## Given task:
Carry on the ChemPlot dimensionality reduction page below, starting right after its final line.

## Passage:
** BEGIN **

Dimensionality Reduction
========================

ChemPlot uses different machine learning techniques to reduce the number of 
dimensions, or features, of each molecule to only two in order to then create 
2D graphs. These algorithms are: PCA [1]_, t-SNE [2]_ and UMAP [3]_.

For the following examples we will use two molecular datasets, already
mentioned in the previous section: the `BBBP <https://github.com/mcsorkun/ChemPlot/blob/main/tests/test_data/C_2039_BBBP_2.csv>`__ (blood-brain barrier penetration) 
dataset [4]_ and the `BACE <https://github.com/mcsorkun/ChemPlot/blob/main/tests/test_data/R_1513_BACE.csv>`__ (β-secretase inhibitors) dataset [5]_. 

.. code:: python3

   from chemplot import Plotter, load_data
    
   data_BBBP = load_data("BBBP")
   data_BACE = load_data("BACE")
   cp_BBBP = Plotter.from_smiles(data_BBBP["smiles"], target=data_BBBP["target"], target_type="C")
   cp_BACE = Plotter.from_smiles(data_BACE["smiles"], target=data_BACE["target"], target_type="R")


PCA
---

ChemPlot uses PCA from the `scikit-learn <http://scikit-learn.org/stable/index.html>`__ 
package to compute the two principal components of the molecular dataset. PCA 
allows for time efficient results and for a visualization which gives a global 
view of the data. 

.. code:: python3
    
   cp_BBBP.pca() 
   cp_BBBP.visualize_plot()

.. image:: images/gs_pca.png
   :width: 600
   
.. code:: python3
    
   cp_BACE.pca()
   cp_BACE.visualize_plot()

.. image:: images/bace_pca.png
   :width: 600
   
t-SNE
-----

ChemPlot uses t-SNE from the `scikit-learn <http://scikit-learn.org/stable/index.html>`__ 
package to reduce to only 2 the number of features of the molecular dataset. 
t-SNE looks at local neighbourhoods of molecules when it is reducing their 
dimensions. In this way the local structure of the dataset is better preserved, 
while the global structure is mostly lost when plotting the results in a 2D 
graph. However because of the locality preservation that t-SNE offers it is 
possible to visualize well-defined clusters of similar molecules that exhibit 
similar properties.  

.. code:: python3
    
   cp_BBBP.tsne()
   cp_BBBP.visualize_plot()

.. image:: images/gs_tsne.png
   :width: 600
   
.. code:: python3
    
   cp_BACE.tsne()
   cp_BACE.visualize_plot()

** END **

Collected data entries
** BEGIN **

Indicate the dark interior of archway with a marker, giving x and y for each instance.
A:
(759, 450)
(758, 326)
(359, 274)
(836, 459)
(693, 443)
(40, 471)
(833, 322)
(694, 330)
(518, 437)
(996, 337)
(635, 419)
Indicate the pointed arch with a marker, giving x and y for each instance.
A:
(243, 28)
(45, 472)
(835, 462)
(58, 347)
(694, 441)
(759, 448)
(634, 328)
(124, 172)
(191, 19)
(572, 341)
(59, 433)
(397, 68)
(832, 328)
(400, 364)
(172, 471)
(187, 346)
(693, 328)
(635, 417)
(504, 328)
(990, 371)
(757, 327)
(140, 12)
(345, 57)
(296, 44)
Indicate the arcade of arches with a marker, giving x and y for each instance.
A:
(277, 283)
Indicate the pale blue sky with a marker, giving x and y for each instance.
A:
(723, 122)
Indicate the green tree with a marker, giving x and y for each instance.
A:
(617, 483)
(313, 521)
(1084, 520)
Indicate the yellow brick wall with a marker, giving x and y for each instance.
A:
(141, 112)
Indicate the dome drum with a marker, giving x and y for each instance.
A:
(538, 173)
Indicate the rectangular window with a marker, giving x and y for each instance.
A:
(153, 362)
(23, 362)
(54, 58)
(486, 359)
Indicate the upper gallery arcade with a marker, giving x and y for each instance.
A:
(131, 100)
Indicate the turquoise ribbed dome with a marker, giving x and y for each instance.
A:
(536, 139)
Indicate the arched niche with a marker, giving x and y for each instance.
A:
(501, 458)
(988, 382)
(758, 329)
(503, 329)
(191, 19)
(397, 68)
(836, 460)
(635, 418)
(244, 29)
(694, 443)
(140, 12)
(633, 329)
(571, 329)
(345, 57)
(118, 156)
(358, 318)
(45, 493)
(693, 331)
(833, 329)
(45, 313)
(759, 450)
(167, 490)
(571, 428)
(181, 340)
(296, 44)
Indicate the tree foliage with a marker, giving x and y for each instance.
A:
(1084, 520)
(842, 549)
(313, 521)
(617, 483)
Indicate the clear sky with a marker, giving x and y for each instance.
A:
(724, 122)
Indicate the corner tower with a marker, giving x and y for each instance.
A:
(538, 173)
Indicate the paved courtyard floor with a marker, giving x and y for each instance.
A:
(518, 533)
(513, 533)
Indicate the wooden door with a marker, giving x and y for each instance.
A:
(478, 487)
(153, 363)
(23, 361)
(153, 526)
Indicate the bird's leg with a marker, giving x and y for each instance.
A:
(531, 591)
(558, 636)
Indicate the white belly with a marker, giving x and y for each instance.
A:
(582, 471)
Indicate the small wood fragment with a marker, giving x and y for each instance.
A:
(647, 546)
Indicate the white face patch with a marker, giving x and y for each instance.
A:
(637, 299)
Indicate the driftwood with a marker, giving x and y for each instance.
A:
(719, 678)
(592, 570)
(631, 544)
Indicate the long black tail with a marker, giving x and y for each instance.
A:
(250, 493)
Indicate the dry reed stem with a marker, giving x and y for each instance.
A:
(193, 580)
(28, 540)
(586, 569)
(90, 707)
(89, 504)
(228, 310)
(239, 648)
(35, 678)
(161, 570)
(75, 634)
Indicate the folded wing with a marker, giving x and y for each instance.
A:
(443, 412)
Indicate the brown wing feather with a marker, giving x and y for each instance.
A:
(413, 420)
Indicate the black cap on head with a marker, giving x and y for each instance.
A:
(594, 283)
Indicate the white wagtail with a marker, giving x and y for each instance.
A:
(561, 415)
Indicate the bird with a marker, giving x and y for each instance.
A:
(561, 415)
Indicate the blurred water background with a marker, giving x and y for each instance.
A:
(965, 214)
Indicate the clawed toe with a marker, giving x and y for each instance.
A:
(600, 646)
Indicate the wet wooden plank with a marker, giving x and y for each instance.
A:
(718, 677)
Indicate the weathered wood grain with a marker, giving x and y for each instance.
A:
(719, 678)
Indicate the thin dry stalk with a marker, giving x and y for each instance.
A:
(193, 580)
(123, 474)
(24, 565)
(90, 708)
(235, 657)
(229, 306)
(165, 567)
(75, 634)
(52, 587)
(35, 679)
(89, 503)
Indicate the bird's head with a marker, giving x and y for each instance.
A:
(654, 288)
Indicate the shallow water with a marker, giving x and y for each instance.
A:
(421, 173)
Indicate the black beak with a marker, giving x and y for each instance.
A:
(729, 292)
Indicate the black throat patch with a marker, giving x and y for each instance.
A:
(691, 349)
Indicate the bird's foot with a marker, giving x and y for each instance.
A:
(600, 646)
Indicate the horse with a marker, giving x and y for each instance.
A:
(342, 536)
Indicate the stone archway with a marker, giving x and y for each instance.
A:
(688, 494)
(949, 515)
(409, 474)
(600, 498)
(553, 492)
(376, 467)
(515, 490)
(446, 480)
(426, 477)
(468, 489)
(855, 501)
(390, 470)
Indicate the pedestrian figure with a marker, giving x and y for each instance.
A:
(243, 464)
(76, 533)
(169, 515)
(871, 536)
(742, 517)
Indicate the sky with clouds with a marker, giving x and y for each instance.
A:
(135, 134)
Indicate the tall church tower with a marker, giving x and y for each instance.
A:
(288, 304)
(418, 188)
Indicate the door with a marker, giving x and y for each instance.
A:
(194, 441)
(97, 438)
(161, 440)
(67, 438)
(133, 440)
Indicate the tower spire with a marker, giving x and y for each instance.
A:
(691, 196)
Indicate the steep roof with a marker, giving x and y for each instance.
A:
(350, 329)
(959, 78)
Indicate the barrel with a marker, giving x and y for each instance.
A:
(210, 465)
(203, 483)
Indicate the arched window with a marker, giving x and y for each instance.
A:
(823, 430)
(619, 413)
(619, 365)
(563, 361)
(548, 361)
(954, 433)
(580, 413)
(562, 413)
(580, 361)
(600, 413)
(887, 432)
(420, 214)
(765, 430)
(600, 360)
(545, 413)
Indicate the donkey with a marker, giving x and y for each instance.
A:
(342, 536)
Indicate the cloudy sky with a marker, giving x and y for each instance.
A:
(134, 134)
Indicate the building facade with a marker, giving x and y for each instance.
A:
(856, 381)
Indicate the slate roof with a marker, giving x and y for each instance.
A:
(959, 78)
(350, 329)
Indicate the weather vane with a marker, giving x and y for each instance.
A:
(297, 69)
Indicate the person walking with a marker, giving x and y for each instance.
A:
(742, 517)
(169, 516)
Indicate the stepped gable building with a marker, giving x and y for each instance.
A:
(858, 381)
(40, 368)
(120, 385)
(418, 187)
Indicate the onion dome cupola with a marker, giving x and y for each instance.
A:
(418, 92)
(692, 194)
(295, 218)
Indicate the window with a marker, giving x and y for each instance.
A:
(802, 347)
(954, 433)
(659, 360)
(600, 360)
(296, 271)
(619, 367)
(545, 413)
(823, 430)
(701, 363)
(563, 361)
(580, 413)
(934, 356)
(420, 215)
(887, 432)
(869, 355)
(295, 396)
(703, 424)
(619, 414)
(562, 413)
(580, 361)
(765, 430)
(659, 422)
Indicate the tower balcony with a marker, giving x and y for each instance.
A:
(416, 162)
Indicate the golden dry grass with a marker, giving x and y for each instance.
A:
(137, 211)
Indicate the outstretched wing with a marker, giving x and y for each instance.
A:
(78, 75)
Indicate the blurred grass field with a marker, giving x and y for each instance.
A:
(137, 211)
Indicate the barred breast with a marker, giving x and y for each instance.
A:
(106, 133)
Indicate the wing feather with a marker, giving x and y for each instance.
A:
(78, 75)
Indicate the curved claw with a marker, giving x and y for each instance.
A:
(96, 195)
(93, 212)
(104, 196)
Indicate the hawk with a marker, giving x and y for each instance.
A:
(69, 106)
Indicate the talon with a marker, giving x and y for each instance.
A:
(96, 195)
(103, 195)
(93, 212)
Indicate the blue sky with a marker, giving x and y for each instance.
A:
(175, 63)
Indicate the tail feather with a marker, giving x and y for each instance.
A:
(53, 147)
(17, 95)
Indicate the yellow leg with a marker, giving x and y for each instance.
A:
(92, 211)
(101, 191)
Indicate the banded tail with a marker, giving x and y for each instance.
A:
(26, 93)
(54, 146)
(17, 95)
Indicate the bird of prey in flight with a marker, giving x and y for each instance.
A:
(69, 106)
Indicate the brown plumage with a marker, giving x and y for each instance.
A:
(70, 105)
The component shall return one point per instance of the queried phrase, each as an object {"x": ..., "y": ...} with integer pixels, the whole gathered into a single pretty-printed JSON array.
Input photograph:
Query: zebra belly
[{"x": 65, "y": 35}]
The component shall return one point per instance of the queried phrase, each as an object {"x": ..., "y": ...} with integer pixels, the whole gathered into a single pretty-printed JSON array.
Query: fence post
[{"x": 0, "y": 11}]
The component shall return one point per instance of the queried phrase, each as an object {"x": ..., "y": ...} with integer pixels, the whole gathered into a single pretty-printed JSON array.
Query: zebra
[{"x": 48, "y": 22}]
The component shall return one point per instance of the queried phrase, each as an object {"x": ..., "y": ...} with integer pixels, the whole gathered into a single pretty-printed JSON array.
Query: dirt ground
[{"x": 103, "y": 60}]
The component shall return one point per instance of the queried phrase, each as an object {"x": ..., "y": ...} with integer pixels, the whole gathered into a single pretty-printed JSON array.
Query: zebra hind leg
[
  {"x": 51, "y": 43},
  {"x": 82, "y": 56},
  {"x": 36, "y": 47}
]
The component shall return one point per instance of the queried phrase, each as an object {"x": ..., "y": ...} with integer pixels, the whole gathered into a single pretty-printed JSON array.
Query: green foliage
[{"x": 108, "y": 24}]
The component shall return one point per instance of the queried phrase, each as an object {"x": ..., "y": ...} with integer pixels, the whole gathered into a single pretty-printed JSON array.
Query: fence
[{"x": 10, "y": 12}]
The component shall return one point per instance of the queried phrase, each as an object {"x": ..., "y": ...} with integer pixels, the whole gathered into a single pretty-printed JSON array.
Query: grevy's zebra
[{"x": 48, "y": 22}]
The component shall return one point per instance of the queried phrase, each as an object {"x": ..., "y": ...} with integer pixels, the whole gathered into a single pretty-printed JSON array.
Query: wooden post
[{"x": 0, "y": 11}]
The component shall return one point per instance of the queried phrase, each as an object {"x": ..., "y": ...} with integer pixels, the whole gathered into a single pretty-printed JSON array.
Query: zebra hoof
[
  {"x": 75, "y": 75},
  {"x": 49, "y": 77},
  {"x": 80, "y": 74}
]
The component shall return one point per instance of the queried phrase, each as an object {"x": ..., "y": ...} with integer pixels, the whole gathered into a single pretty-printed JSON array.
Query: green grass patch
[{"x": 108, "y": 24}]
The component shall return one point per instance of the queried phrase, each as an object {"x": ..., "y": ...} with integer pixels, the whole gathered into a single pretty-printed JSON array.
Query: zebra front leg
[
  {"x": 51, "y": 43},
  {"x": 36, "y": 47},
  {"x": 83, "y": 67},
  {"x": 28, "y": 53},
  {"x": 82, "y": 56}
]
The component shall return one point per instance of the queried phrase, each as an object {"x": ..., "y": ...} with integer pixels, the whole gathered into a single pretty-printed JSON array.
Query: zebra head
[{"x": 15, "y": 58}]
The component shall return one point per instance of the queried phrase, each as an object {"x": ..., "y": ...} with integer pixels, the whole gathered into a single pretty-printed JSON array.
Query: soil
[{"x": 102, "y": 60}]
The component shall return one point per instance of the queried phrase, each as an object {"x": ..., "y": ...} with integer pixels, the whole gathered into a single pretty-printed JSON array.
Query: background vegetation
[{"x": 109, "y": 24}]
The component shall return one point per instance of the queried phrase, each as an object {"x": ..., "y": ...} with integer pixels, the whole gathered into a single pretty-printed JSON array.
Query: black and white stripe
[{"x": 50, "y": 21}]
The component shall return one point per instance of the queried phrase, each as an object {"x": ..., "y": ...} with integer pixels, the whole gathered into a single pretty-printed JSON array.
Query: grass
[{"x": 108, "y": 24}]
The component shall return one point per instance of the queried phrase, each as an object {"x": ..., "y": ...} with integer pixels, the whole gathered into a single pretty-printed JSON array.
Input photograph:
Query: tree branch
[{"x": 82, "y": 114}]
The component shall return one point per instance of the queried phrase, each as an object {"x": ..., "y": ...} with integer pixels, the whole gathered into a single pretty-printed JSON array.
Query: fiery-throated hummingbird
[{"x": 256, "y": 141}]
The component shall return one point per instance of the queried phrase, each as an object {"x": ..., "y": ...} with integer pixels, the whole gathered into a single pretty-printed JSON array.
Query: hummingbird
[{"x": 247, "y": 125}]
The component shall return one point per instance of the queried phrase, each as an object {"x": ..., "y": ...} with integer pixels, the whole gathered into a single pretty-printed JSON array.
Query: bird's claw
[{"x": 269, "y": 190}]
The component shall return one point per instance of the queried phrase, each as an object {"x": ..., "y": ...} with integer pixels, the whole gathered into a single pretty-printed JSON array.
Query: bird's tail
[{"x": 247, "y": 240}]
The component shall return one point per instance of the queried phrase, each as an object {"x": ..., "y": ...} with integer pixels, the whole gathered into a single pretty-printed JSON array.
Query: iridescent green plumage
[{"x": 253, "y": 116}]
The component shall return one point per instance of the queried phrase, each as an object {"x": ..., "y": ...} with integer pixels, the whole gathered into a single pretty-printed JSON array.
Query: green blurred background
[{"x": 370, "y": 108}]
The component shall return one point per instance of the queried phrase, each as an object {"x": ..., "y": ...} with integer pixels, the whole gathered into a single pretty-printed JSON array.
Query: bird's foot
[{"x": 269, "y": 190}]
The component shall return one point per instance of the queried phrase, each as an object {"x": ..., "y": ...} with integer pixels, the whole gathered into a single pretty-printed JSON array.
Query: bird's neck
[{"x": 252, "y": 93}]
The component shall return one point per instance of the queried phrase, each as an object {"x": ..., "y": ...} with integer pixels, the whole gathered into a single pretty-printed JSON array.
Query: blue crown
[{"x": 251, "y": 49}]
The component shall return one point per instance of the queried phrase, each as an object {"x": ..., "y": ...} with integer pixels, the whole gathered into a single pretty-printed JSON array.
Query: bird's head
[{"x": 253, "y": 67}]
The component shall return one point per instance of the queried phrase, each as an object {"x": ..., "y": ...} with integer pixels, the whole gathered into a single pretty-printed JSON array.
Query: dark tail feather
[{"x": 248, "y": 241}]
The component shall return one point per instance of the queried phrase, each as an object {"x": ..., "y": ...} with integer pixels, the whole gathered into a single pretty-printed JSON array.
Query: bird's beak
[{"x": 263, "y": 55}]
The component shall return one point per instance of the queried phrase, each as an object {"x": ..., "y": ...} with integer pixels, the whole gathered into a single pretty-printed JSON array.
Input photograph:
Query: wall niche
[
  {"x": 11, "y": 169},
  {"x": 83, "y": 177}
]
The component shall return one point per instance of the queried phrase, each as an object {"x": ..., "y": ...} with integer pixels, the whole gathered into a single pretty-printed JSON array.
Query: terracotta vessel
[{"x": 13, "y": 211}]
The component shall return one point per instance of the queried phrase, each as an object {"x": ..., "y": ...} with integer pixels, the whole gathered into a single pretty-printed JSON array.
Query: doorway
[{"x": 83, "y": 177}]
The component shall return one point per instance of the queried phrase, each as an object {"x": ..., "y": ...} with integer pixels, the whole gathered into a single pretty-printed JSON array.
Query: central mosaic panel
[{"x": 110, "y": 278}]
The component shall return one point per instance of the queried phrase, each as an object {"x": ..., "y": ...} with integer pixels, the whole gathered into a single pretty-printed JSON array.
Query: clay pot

** END **

## In response:
.. image:: images/bace_tsne.png
   :width: 600
   
Two important parameters of the ``tsne()`` method are ``perplexity`` and 
``pca``. The former is a positive integer parameter which defines the size of 
the neighbourhoods the algorithm will look for when analyzing the dataset. The 
higher the value of ``perplexity`` the wider the analyzed neighbourhoods. The 
recommended values for ``perplexity`` range from 5 to 50. The ``pca`` parameter 
is a Boolean value which indicates if the data has to be preprocessed with PCA. 
Its value is taken into account when plotting according to structural 
similarities when each molecule is encoded with a long number of features. 
Since t-SNE is computationally expensive, preprocessing the data can save 
substantial amounts of time when generating plots, at the cost of losing some 
of the molecular structural information. 
   
UMAP
----

ChemPlot uses UMAP from the `umap-learn <https://github.com/lmcinnes/umap>`__ 
package to reduce to only 2 the number of features of the molecular dataset. As 
t-SNE, UMAP looks at local neighbourhoods of molecules when it is reducing 
their dimensions. While this also results in 2D clusters of locally similar 
molecules, compared to t-SNE, UMAP retains more of the global structure of the 
dataset. Compared to t-SNE, furthermore, UMAP is much more computationally 
efficient and faster. 

.. code:: python3
    
   cp_BBBP.umap()
   cp_BBBP.visualize_plot()

.. image:: images/gs_umap.png
   :width: 600
   
.. code:: python3
    
   cp_BACE.umap()
   cp_BACE.visualize_plot()

.. image:: images/bace_umap.png
   :width: 600
   
Two important parameters of the ``umap()`` method are ``n_neighbors``, 
``min_dist`` and ``pca``. The former is a positive integer parameter which constrains the 
size of the local neighbourhood the algorithm will look for when analyzing the 
dataset. Low values of ``n_neighbors`` will make ChemPlot visualize very local 
structures. The ``min_dist`` parameter is a value which ranges from 0.0 to 
0.99. It provides the minimum distance apart that points are allowed to be in 
the 2D graph. The ``pca`` parameter is a Boolean value which indicates if the 
data has to be preprocessed with PCA. 
   
--------------

.. raw:: html

   <h3>

References:

.. raw:: html

   </h3>

.. [1] **Wold, S., Esbensen, K., Geladi, P.** (1987). `Principal component analysis. <https://www.sciencedirect.com/science/article/abs/pii/0169743987800849>`__ Chemometrics and intelligent laboratory systems. 2(1-3). 37-52.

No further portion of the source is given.